▶ **EXERCISE TASK**:
Transcribe the material word for word, starting at the line that contains "In the photo above, where can the sun" and ending with the last line of the material.

***** DATA ROWS

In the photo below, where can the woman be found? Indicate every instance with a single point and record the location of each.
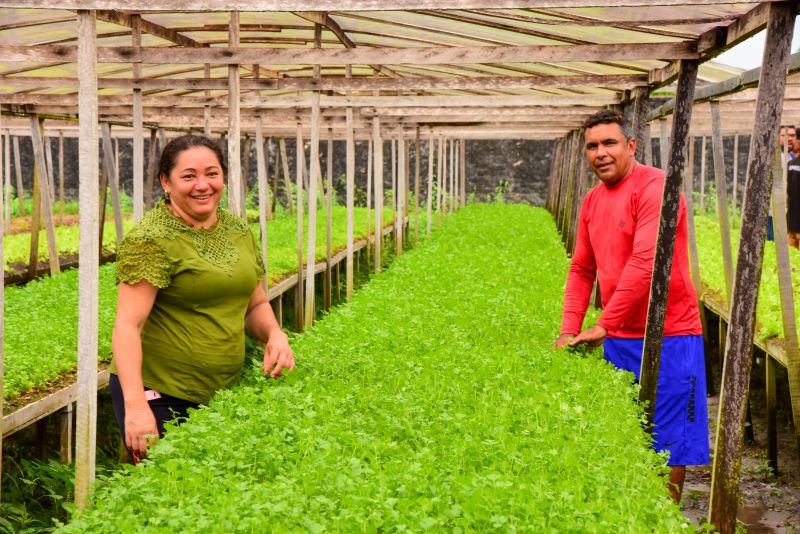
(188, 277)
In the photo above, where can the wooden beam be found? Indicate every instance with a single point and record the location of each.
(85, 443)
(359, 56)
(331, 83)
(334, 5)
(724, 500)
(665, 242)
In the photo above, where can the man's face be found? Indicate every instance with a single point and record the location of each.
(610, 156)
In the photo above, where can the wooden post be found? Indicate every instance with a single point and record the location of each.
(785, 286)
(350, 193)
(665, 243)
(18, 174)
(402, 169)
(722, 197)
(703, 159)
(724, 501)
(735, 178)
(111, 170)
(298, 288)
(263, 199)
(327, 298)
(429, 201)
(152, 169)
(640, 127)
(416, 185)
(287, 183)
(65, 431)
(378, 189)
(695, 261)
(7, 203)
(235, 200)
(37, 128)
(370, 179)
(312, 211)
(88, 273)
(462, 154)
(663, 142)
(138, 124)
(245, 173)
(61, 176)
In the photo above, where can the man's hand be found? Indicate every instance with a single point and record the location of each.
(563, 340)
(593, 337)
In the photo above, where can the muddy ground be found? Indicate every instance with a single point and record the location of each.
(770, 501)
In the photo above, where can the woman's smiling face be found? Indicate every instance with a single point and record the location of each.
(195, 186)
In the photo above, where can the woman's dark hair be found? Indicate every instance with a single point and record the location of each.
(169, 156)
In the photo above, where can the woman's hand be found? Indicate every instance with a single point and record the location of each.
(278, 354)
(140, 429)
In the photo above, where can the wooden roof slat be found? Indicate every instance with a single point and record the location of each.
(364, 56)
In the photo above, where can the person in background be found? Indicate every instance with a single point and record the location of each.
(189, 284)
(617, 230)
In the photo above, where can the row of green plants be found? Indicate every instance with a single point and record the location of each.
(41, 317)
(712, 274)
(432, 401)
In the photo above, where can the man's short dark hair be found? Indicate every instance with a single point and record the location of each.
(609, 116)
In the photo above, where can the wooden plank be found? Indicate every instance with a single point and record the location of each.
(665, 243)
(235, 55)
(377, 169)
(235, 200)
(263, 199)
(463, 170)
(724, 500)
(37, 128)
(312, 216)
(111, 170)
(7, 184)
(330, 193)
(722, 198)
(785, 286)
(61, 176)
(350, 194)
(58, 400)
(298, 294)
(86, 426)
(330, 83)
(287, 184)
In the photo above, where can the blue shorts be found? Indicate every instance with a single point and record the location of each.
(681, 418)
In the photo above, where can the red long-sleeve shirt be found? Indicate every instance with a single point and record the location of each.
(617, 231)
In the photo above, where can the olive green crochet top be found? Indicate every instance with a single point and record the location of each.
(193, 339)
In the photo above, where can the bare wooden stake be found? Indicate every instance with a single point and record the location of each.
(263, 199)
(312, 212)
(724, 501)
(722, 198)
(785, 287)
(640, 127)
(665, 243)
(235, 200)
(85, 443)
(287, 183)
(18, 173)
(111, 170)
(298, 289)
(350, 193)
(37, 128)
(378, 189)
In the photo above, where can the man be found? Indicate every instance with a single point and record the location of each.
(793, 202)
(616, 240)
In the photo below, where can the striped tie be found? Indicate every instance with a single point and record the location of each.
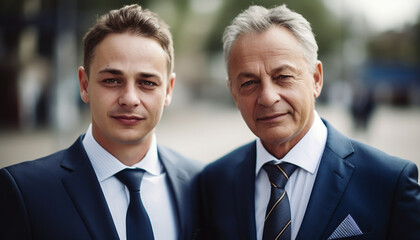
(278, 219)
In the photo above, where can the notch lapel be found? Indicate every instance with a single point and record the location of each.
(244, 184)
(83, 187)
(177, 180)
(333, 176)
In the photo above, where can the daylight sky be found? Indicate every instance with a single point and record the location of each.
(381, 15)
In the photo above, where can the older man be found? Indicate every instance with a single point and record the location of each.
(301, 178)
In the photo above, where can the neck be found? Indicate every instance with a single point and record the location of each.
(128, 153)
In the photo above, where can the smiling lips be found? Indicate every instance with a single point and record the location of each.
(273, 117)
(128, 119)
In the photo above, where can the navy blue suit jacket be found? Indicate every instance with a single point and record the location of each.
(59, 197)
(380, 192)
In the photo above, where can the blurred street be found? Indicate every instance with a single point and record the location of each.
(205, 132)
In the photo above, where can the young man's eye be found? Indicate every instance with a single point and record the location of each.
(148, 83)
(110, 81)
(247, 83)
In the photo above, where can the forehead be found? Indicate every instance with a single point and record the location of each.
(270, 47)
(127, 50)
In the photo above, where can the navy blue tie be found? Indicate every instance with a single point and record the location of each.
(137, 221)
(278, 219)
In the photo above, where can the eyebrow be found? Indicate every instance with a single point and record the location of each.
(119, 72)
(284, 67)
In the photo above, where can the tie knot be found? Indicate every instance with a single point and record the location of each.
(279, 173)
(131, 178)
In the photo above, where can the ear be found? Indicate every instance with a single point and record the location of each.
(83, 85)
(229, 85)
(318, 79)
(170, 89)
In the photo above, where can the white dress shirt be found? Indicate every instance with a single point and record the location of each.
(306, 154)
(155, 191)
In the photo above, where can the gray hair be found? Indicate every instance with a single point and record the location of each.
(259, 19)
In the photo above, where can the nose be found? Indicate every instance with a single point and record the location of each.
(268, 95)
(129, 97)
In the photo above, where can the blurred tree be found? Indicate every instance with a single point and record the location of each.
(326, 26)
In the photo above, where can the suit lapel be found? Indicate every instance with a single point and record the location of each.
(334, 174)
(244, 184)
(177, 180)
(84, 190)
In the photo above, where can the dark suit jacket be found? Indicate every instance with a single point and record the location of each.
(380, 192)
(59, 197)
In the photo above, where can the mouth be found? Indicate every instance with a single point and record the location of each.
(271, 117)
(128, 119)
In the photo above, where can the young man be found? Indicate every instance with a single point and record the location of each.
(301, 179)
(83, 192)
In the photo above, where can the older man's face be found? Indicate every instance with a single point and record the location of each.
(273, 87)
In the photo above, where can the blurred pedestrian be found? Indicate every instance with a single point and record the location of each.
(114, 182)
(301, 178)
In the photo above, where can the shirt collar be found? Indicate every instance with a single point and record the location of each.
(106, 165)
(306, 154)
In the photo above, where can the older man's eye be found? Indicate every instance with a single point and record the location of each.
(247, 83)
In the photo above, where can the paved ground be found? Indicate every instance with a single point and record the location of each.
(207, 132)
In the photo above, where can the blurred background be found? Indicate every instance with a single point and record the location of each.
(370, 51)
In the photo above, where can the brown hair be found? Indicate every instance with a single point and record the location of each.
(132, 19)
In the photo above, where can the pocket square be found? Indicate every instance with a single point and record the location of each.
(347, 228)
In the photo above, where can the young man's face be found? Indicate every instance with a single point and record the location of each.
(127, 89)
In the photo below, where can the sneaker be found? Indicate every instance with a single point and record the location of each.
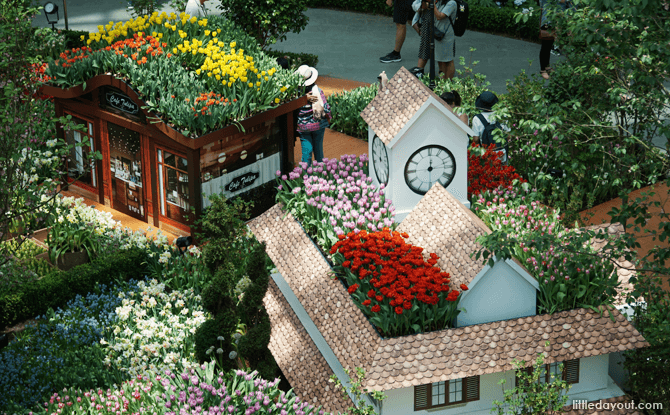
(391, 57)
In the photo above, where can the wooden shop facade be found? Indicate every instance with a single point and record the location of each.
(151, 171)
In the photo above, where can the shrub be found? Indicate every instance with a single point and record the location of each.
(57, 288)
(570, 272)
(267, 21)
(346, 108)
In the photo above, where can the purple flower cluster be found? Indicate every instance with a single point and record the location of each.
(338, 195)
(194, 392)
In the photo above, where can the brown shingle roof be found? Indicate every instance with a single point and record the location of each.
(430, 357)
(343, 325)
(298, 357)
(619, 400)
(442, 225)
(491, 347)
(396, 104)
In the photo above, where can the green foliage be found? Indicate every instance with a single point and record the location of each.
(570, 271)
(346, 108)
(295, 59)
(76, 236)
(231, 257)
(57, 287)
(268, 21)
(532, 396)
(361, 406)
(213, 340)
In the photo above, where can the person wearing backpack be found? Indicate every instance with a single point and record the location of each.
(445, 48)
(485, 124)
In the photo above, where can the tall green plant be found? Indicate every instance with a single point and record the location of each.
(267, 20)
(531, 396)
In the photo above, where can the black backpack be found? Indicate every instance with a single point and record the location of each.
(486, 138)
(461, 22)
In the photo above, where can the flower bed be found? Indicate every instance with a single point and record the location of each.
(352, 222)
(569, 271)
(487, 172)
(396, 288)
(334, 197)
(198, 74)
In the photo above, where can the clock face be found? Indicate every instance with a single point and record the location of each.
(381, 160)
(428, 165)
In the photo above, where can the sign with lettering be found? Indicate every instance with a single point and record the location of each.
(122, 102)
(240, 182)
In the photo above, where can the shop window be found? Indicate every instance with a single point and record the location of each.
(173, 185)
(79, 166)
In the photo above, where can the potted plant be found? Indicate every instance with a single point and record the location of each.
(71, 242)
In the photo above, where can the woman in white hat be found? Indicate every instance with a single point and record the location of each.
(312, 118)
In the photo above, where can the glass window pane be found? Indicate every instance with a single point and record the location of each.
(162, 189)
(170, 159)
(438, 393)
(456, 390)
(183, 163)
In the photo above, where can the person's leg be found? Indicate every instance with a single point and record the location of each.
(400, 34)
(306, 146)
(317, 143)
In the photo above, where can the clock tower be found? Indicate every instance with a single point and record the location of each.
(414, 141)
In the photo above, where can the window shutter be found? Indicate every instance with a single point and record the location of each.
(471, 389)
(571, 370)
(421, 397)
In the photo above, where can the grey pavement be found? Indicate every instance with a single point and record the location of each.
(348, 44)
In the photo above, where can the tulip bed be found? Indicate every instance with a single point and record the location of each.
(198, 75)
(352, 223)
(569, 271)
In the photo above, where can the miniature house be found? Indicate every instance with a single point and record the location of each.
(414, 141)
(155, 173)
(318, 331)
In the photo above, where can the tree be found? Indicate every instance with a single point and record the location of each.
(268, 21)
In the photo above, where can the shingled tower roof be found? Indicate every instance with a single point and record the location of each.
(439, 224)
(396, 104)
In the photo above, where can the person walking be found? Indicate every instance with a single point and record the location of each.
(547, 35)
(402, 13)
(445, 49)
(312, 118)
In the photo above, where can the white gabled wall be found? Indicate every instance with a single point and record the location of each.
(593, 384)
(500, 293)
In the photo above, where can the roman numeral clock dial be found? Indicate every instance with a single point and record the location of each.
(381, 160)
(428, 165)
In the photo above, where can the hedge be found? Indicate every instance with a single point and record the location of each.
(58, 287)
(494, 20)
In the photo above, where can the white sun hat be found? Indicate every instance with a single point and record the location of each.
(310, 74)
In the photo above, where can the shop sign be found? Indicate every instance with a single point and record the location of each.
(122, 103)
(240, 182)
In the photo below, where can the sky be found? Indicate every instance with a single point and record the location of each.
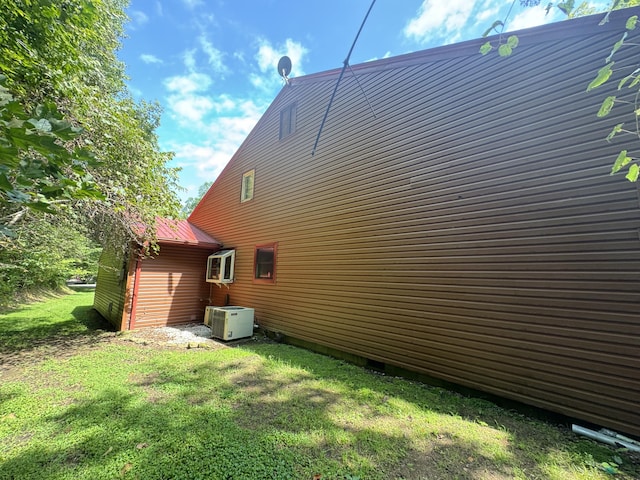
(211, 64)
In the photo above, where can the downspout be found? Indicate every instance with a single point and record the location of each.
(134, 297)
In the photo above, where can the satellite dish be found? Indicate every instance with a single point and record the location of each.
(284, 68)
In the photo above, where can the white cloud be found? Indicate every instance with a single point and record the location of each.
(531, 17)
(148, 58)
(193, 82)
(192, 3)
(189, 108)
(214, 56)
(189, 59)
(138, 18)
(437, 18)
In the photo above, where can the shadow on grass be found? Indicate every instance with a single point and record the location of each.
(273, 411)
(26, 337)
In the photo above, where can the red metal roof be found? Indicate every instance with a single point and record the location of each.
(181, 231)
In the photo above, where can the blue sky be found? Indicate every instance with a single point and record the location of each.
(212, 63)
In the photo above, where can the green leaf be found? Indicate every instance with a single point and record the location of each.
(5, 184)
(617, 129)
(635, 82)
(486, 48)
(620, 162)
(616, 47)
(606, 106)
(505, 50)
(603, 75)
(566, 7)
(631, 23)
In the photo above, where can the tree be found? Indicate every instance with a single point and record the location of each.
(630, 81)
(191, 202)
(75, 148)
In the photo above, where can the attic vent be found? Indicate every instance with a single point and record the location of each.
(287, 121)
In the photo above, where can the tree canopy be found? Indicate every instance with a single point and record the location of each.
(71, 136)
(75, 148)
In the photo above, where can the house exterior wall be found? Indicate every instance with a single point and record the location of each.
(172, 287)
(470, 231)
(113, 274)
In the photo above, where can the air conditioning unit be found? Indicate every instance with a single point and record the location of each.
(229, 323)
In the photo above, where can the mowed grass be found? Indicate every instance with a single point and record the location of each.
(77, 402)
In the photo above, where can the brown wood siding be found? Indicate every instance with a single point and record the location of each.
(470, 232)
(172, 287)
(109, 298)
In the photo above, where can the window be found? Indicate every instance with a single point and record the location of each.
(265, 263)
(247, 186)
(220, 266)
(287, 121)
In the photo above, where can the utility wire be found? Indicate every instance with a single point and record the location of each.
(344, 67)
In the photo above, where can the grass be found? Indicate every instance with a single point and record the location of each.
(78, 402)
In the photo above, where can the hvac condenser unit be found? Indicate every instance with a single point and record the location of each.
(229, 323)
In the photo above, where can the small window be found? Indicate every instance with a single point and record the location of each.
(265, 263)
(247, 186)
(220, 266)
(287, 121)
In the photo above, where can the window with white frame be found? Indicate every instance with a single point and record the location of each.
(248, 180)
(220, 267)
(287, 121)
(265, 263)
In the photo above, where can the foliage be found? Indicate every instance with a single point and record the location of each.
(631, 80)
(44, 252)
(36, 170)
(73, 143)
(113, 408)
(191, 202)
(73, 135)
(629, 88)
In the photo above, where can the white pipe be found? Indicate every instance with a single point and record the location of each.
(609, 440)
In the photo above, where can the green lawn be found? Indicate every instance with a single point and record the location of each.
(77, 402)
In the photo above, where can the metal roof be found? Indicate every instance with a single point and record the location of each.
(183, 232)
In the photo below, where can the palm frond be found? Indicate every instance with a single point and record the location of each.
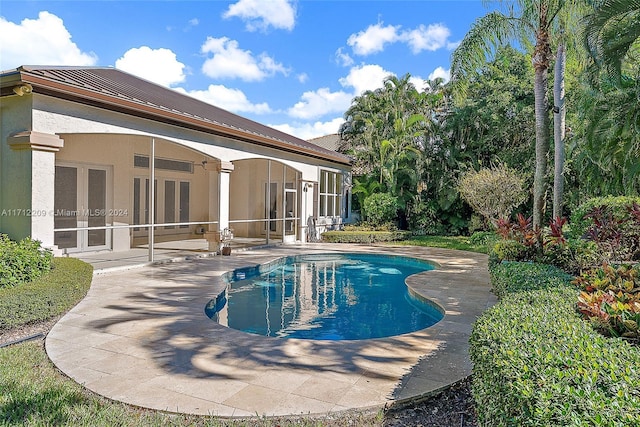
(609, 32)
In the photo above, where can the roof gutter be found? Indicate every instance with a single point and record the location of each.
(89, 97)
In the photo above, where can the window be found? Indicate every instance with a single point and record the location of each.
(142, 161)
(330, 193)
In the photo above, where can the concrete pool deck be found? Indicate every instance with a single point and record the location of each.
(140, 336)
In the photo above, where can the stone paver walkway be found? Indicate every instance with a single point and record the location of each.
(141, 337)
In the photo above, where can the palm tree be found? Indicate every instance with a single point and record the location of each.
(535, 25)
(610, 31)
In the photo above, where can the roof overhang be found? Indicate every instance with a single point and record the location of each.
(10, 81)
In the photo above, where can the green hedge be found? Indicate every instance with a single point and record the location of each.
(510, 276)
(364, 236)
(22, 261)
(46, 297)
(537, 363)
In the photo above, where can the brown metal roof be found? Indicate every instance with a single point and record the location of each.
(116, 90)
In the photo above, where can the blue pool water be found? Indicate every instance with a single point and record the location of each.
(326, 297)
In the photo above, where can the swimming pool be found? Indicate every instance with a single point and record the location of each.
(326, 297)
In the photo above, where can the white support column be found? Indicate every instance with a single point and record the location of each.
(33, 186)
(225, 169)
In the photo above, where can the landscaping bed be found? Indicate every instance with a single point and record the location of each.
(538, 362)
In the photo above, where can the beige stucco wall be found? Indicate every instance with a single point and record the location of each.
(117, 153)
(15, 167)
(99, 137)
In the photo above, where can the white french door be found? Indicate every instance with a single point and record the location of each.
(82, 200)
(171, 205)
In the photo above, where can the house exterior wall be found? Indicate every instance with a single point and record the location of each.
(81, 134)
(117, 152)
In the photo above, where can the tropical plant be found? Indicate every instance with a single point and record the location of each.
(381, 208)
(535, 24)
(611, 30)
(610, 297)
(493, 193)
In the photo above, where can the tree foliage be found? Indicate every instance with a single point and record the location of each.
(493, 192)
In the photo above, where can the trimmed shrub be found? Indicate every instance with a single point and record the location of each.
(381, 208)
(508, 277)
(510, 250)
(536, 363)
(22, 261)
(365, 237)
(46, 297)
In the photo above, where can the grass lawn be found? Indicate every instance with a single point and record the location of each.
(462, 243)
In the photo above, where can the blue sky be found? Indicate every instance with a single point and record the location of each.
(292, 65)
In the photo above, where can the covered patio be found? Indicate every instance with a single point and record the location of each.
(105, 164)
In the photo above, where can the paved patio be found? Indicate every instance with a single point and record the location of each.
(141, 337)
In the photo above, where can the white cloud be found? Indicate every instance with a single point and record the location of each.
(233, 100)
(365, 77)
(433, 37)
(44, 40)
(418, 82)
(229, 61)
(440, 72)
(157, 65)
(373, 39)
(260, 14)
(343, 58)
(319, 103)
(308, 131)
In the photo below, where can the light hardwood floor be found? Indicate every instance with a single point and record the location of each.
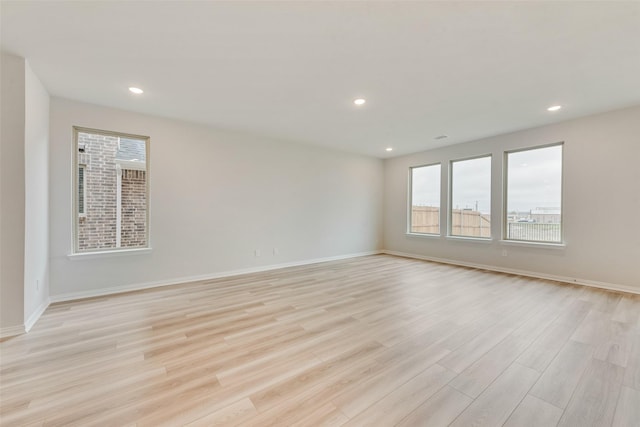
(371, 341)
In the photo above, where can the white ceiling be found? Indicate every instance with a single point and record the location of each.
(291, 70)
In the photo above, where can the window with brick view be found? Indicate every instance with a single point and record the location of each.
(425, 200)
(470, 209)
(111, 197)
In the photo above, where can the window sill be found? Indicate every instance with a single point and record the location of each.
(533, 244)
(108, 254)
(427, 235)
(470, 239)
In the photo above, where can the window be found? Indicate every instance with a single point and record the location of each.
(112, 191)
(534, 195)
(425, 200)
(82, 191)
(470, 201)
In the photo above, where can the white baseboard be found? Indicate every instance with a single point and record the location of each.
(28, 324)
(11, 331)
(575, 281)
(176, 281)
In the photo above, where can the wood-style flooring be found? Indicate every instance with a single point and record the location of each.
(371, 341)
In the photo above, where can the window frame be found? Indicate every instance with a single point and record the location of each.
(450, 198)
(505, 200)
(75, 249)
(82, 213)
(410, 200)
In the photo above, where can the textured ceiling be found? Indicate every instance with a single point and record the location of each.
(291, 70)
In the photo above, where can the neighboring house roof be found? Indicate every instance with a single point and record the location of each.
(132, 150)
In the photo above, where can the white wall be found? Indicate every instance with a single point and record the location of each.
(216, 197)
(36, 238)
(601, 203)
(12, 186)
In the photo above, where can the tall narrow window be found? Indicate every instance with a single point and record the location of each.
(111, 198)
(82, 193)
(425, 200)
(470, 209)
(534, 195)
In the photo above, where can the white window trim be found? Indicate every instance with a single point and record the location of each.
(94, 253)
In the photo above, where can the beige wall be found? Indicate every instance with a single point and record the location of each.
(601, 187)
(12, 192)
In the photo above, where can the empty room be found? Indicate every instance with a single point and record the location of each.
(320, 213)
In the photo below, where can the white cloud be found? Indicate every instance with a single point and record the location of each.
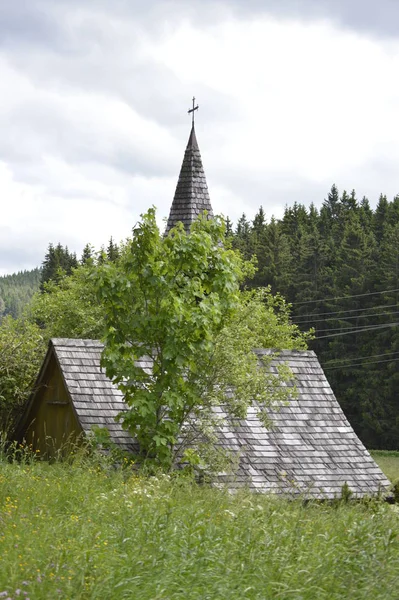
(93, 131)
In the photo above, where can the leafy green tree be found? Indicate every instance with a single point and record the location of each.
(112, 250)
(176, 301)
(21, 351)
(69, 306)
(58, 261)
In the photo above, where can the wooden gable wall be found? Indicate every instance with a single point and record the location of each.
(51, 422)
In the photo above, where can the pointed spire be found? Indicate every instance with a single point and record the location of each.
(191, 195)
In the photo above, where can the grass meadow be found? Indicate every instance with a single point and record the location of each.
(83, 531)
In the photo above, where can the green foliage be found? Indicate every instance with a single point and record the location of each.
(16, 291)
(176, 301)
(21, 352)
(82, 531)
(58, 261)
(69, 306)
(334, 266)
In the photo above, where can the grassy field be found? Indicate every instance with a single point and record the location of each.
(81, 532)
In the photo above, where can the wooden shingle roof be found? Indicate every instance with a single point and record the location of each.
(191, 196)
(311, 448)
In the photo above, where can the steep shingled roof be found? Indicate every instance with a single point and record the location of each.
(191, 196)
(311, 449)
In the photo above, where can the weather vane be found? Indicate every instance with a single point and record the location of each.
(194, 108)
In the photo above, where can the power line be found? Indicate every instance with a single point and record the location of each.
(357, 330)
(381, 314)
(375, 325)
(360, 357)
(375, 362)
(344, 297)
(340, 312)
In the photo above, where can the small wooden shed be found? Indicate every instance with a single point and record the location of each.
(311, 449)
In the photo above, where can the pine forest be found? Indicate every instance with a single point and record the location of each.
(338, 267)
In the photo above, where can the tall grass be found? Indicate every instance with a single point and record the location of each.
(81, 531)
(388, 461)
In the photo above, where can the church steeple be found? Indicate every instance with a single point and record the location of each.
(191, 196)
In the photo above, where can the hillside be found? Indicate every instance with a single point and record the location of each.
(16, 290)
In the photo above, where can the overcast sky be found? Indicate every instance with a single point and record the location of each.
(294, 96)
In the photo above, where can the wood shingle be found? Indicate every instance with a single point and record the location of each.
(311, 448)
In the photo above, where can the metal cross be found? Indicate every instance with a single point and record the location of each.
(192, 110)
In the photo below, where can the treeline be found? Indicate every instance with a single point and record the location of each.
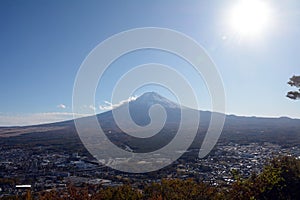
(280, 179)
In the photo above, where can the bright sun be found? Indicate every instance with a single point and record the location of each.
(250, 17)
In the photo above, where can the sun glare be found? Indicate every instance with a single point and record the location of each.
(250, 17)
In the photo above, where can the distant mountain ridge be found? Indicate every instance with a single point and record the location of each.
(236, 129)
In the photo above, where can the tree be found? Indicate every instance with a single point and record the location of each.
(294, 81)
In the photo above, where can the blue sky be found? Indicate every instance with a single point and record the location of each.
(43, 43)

**********

▶ **SOLVED PROBLEM**:
In the photo above, where can the sun glare be found? Indicate every instance with a single point and record the location of each.
(250, 17)
In the photo above, where can the distant mountain ridge be found? Indicate every instance with a single point and record the location of each.
(236, 129)
In the photo above, where can the tree be found? Indicate every instance with a single point and record the location of each.
(294, 81)
In the photo above, where can the blue sky be found? Indicate every instance with a single point and record the location of each.
(43, 43)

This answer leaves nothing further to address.